PROBLEM DESCRIPTION: Copy out the records again. Change nothing.

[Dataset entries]
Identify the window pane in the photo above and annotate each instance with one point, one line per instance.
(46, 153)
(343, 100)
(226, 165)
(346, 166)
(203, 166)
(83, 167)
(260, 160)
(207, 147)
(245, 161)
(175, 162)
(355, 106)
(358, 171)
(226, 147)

ANSWER BOX:
Identify the window pane in the photo above and annotate each instance with one point, one line per instance.
(46, 153)
(343, 100)
(226, 165)
(346, 166)
(203, 166)
(83, 167)
(260, 160)
(207, 147)
(245, 161)
(175, 162)
(355, 106)
(358, 171)
(226, 147)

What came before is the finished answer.